(Data pulled from a collection)

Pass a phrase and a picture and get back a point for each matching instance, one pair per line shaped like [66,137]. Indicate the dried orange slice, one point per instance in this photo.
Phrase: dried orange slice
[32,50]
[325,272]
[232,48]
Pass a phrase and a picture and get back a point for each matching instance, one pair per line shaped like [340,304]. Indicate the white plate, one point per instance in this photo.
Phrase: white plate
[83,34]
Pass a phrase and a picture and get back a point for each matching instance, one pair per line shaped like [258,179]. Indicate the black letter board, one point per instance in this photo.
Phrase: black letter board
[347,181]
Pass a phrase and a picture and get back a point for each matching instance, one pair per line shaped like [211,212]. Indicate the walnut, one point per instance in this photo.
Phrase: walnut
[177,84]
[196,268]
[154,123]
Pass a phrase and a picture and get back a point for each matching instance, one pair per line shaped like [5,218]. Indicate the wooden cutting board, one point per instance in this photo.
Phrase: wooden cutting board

▶ [What is being asked]
Return every line of the rows above without altering a single character.

▶ [Task answer]
Pass a phrase and a picture and get back a point for each matching instance, one pair per line shaped like [66,137]. Indicate the dried orange slice, one point per instance in this photo.
Phrase: dried orange slice
[32,50]
[325,272]
[232,48]
Pass a phrase and a picture and get back a point for each matching instance, one pair per line shaped like [340,304]. Indicate the white plate, one point per instance in this photo.
Phrase: white plate
[83,34]
Pass a phrase and a picture and get back a point for each matching instance, one pair per line shaped like [258,179]. Indicate the black letter board, one point per instance in this photo.
Phrase: black letter board
[347,181]
Pass a phrase and a picture and get back a point for each matching instance, one pair per line shaped like [211,212]. Indicate the walnut, one point per instance in this photo.
Phrase: walnut
[177,84]
[196,268]
[154,123]
Pass a phrase and a picture and get back a point for each matching instance, one pair per line shaped like [5,218]. Indicate the wooden cutting board, one point per instance in this photo.
Phrase: wooden cutting board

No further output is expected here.